**Task statement:** Would you return all of this data exactly, leaving nothing out?

==========

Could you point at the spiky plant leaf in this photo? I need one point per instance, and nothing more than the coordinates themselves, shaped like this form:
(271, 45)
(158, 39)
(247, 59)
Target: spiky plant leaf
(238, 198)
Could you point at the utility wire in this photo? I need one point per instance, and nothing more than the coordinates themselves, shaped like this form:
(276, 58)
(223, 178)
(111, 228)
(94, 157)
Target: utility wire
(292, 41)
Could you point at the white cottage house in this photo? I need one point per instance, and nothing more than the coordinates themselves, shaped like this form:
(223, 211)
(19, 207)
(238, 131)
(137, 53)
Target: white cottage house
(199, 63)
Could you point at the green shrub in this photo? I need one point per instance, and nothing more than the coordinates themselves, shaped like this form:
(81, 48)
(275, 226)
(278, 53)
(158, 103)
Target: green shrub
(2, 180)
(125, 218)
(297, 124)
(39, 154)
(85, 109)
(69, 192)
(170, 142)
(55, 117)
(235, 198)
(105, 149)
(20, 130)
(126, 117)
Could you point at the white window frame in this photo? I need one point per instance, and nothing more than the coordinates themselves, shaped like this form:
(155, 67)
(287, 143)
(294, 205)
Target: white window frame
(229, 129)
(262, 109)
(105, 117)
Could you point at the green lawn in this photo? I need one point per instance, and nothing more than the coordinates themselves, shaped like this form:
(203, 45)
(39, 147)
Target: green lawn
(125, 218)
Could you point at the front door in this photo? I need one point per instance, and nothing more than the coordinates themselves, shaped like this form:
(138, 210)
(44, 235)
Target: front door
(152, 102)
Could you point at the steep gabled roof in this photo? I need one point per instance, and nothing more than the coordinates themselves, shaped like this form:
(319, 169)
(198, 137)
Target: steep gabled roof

==========

**Your solution:**
Could you point at the spiky plant leaf in this photo? I need one point per instance, and nothing more than the coordinates themselves, shaped like this form:
(271, 45)
(158, 39)
(247, 59)
Target: spiky plant leaf
(238, 198)
Could you point at the utility wire in this photo? I need one point per instance, and nothing more than the coordinates themselves, shaped like this form:
(276, 58)
(223, 178)
(111, 228)
(94, 157)
Target: utility wire
(292, 41)
Could you point at the white cottage house in this photo? I need one point per instance, and nothing more than the coordinates themselves, shaped like this form:
(223, 211)
(19, 207)
(238, 131)
(137, 53)
Target: white cottage house
(199, 63)
Could you point at the green shrub in this photo? I need one point per instance, and nothing more than the coordinates themselves, shaped like this form:
(81, 48)
(275, 226)
(278, 53)
(158, 103)
Target: green shrub
(2, 180)
(125, 218)
(297, 124)
(39, 154)
(85, 109)
(69, 192)
(170, 142)
(55, 117)
(235, 198)
(105, 149)
(20, 130)
(126, 117)
Could you point at the white window frame in this photo? I need one point per instance, and nothing more than the coordinates themselves, shaped like this form:
(155, 67)
(287, 143)
(294, 205)
Target: white window frame
(229, 129)
(262, 109)
(105, 117)
Could you point at the green lawn in this photo? I need one point per instance, and nothing more than the coordinates themselves, shaped like this form:
(203, 45)
(39, 147)
Target: green lawn
(125, 218)
Could you point at the front door in this photo? I need one point per instance, and nothing more than the coordinates themselves, shaped like this form:
(138, 210)
(44, 235)
Target: front door
(152, 102)
Could you point at the steep gabled roof in this photo? I need one point per instance, and nothing more than the coordinates themselves, shaped like this form:
(319, 169)
(198, 137)
Target: steep gabled roof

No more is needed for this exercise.